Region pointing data
☆ ☆ ☆ ☆ ☆ ☆ ☆
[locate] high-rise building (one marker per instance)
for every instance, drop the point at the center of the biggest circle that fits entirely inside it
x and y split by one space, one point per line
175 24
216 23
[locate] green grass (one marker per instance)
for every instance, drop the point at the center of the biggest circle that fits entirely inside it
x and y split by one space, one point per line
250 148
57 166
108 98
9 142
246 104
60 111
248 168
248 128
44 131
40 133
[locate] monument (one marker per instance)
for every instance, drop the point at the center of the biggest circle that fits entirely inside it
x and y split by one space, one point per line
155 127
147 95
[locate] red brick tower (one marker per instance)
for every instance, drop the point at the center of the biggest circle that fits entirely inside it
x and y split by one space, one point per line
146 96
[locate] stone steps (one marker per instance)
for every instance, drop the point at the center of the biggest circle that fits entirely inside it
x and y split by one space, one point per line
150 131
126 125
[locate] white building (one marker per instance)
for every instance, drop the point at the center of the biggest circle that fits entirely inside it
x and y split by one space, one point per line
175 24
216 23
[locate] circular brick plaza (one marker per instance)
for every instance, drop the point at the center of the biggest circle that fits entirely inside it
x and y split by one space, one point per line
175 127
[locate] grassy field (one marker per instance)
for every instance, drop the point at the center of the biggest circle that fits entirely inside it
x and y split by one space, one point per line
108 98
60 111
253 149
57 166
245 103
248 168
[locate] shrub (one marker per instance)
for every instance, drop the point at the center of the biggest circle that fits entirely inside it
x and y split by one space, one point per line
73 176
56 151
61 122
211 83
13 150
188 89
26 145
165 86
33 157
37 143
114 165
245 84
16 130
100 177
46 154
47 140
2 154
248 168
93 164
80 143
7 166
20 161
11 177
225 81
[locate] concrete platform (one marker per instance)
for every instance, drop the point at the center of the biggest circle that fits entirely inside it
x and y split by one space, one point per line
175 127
☆ ☆ ☆ ☆ ☆ ☆ ☆
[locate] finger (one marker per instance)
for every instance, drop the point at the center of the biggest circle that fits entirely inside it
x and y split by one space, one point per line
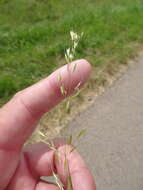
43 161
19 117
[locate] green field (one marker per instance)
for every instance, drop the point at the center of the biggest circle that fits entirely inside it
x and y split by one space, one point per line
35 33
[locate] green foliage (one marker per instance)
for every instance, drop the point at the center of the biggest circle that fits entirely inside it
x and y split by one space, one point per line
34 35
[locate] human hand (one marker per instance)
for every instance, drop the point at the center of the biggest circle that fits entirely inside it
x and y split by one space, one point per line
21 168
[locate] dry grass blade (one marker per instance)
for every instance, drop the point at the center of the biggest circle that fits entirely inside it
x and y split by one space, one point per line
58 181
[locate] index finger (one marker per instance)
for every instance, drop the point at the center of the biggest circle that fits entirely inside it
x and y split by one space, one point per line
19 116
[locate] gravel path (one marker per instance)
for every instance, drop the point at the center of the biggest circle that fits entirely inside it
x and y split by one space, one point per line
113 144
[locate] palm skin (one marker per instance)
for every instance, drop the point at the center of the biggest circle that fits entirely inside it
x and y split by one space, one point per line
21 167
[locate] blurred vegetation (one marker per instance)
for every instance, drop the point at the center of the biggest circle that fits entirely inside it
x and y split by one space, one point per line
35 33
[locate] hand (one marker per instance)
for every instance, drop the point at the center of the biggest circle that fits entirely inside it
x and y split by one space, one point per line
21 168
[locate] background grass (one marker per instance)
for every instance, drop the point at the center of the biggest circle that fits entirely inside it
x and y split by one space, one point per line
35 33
☆ ☆ ☆ ☆ ☆ ☆ ☆
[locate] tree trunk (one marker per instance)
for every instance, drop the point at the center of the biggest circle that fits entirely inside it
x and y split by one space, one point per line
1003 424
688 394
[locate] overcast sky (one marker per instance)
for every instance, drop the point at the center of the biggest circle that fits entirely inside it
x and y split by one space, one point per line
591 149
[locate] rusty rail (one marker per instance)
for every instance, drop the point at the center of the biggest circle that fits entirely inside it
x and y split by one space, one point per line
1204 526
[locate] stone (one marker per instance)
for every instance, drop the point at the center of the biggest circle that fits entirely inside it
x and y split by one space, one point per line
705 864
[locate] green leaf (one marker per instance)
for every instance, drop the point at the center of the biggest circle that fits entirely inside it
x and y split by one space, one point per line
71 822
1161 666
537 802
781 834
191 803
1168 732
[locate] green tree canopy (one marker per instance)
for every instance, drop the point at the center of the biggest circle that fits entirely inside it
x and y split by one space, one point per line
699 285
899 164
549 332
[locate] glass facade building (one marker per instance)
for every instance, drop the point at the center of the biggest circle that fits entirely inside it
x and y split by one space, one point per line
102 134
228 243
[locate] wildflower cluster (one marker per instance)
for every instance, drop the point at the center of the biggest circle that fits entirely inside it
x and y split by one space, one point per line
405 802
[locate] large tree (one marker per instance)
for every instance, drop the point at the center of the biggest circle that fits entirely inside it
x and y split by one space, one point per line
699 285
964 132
☆ ☆ ☆ ☆ ☆ ☆ ☆
• **REQUIREMENT**:
Only a number is wanted here: how many lines of the records above include the string "stone"?

• **TASK OUTPUT**:
2